Document section Start Marker

Rankin Inlet has an old-fashioned standoff on its hands: on one side, the hamlet council, committed to the enforcement of its vaccine passport bylaw; on the other, the district education authority, committed to its philosophy of unqualified school access.
In the middle are normal people who just want to use the Simon Alaittuq School (SAS) gym for volleyball and soccer.
Both sides blame the other for suspension of the hamlet’s evening gym programming at the school, and the hamlet council particularly wants to make sure the public knows whose fault it is.
Because the evening programming is a hamlet initiative, the council’s vaccine passport bylaw applies; and because the school is the DEA’s jurisdiction, the DEA wants to set the terms of its use.
Both sides are right in their convictions, and somehow both wrong at the same time, as the end result is not positive for basically anyone.
Thankfully, there’s something of a clumsy resolution: gym use at SAS can continue – you just have to book sessions individually, as the hamlet’s programming is suspended.

Document section End Marker
Material supplied Start Marker

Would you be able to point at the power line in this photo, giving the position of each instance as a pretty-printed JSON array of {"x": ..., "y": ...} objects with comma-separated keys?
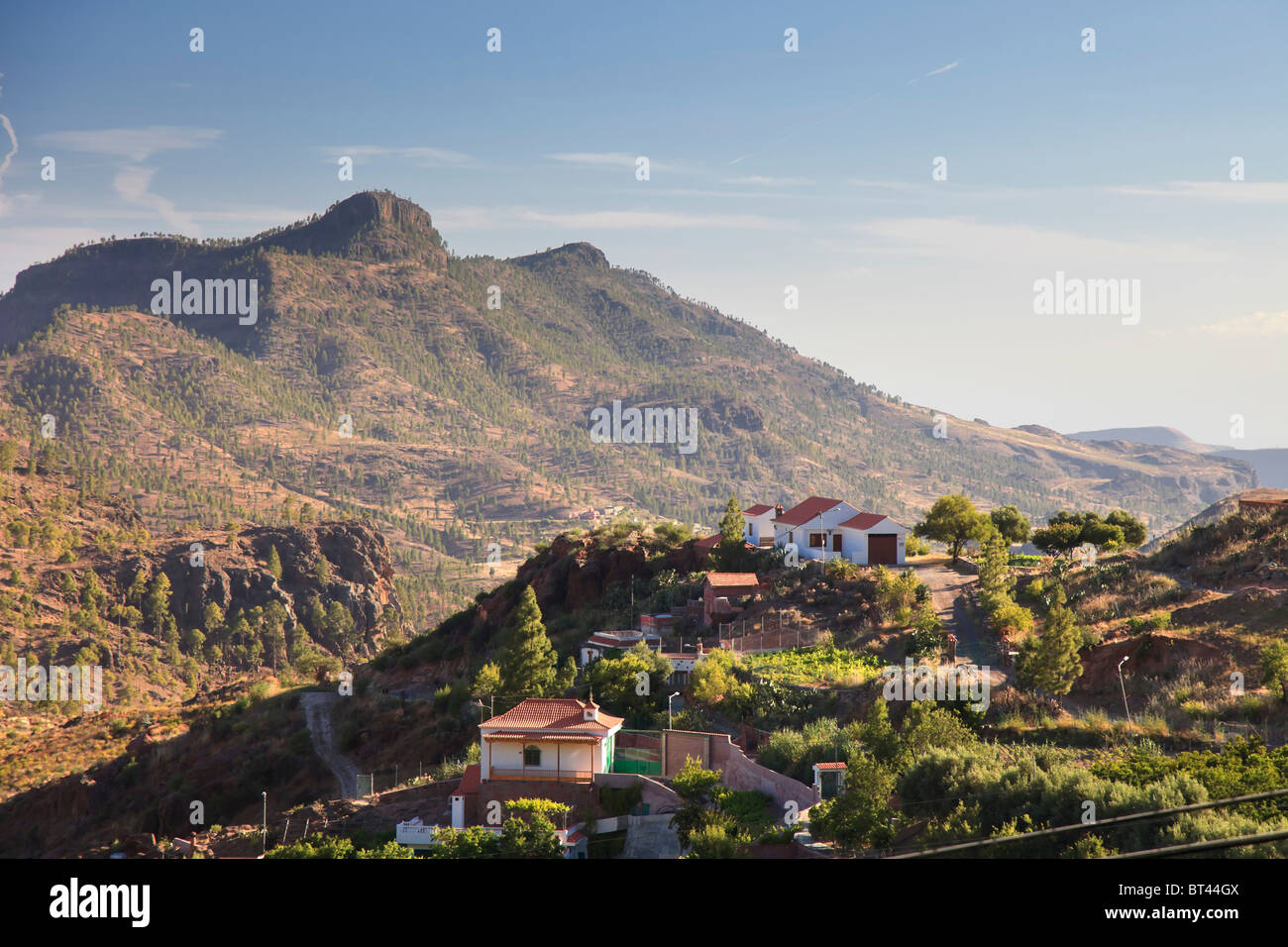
[
  {"x": 1236, "y": 841},
  {"x": 1100, "y": 823}
]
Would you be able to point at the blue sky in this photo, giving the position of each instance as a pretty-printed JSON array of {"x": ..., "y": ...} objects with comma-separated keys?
[{"x": 768, "y": 169}]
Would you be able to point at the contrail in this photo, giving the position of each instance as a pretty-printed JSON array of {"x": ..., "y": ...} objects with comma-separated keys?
[
  {"x": 850, "y": 108},
  {"x": 13, "y": 140}
]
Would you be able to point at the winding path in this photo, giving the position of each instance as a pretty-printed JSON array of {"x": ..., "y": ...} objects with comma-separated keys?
[
  {"x": 948, "y": 594},
  {"x": 317, "y": 714}
]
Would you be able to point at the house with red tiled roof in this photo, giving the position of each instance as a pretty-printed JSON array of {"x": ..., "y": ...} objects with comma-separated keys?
[
  {"x": 823, "y": 527},
  {"x": 549, "y": 740},
  {"x": 759, "y": 523},
  {"x": 724, "y": 590}
]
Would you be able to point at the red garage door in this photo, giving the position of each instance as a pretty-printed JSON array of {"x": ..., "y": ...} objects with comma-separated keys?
[{"x": 884, "y": 549}]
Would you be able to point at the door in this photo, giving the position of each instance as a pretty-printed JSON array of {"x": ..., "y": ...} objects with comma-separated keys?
[{"x": 884, "y": 549}]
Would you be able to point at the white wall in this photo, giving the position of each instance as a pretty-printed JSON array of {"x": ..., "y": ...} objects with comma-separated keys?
[
  {"x": 507, "y": 755},
  {"x": 755, "y": 527}
]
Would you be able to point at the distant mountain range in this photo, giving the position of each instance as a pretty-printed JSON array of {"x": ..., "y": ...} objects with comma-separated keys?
[
  {"x": 450, "y": 398},
  {"x": 1270, "y": 463}
]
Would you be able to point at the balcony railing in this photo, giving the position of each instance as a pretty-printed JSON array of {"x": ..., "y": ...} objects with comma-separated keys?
[{"x": 544, "y": 775}]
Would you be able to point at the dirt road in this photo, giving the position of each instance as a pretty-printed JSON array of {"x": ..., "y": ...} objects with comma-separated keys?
[
  {"x": 948, "y": 591},
  {"x": 317, "y": 712}
]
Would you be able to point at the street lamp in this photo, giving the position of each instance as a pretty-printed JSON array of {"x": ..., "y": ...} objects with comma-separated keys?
[{"x": 1126, "y": 709}]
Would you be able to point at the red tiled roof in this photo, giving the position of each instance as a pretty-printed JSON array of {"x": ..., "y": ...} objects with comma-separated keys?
[
  {"x": 864, "y": 521},
  {"x": 806, "y": 510},
  {"x": 527, "y": 737},
  {"x": 552, "y": 714},
  {"x": 471, "y": 781},
  {"x": 732, "y": 579}
]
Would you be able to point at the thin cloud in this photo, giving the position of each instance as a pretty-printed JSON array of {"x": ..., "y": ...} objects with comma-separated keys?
[
  {"x": 953, "y": 64},
  {"x": 1219, "y": 191},
  {"x": 134, "y": 145},
  {"x": 133, "y": 182},
  {"x": 492, "y": 218},
  {"x": 765, "y": 180},
  {"x": 8, "y": 158},
  {"x": 609, "y": 158},
  {"x": 423, "y": 157},
  {"x": 831, "y": 116},
  {"x": 1258, "y": 325}
]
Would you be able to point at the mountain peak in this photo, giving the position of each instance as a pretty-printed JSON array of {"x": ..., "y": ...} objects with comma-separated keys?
[
  {"x": 570, "y": 256},
  {"x": 377, "y": 208},
  {"x": 377, "y": 222}
]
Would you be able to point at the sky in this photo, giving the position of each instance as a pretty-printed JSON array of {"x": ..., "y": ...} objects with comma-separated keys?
[{"x": 914, "y": 170}]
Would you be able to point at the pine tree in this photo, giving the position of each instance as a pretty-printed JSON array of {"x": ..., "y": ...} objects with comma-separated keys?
[
  {"x": 529, "y": 663},
  {"x": 730, "y": 552},
  {"x": 1050, "y": 661}
]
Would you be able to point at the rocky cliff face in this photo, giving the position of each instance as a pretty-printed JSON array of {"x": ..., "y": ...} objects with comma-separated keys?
[{"x": 237, "y": 577}]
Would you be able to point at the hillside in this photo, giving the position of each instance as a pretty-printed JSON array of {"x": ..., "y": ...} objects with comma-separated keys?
[
  {"x": 467, "y": 424},
  {"x": 1269, "y": 463}
]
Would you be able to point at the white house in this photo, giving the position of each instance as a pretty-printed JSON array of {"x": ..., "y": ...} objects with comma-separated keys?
[
  {"x": 871, "y": 539},
  {"x": 823, "y": 527},
  {"x": 552, "y": 740},
  {"x": 759, "y": 525}
]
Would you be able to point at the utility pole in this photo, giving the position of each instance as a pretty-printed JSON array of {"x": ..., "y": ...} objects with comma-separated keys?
[{"x": 1126, "y": 709}]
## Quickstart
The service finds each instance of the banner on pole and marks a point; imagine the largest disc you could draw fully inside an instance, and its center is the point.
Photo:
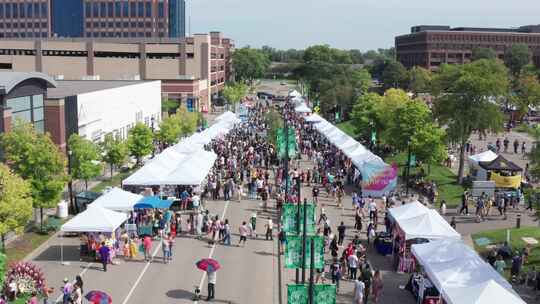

Material supplied End Marker

» **Questions to answer**
a – In the piece on the Rankin Inlet gym dispute, which sports do people want to play in the Simon Alaittuq School gym?
b – Extend the piece on the Rankin Inlet gym dispute, starting after its last sentence.

» **Answer section**
a – Volleyball and soccer.

b –
Both sides are rather agreeable on their own. The hamlet council is saying this is what our bylaw states, and we’re going to enforce our bylaw – that’s the point of the bylaw. The DEA is saying we don’t like this bylaw, and we won’t let you run a program that enforces it on our property.
If the hamlet bowed down to the DEA, that would set a precedent that the local government could be bullied out of its own bylaws if you hold a strong enough ultimatum over its head.
And if the DEA succumbed to the hamlet’s direction, they’d just be another board in a long list of meek public bodies who will do as they’re told, even if it goes against their personal beliefs.
That’s ignoring everything about what the vaccine passport bylaw actually is and the increasingly obvious absurdity of it.
The bylaw itself seems unwieldy for a hamlet to enforce. Fewer than half the times I’ve visited municipal facilities have I been asked to show proof of vaccination. One of those times was when picking up – not staying to eat – a free Valentine’s Day dinner from Iglu Donairs, an initiative put on by the food bank, about the last organization in a community you would expect to have to enforce discriminatory policies.
The vast majority of jurisdictions in Canada are now removing proof-of-vaccination rules. The internet might be slower in Nunavut, but it doesn’t mean we get news that’s six months old.
The clear consensus emerging is that domestic vaccine passports serve little positive purpose, and likely a negative one for the social effects and enforcement burden they bring.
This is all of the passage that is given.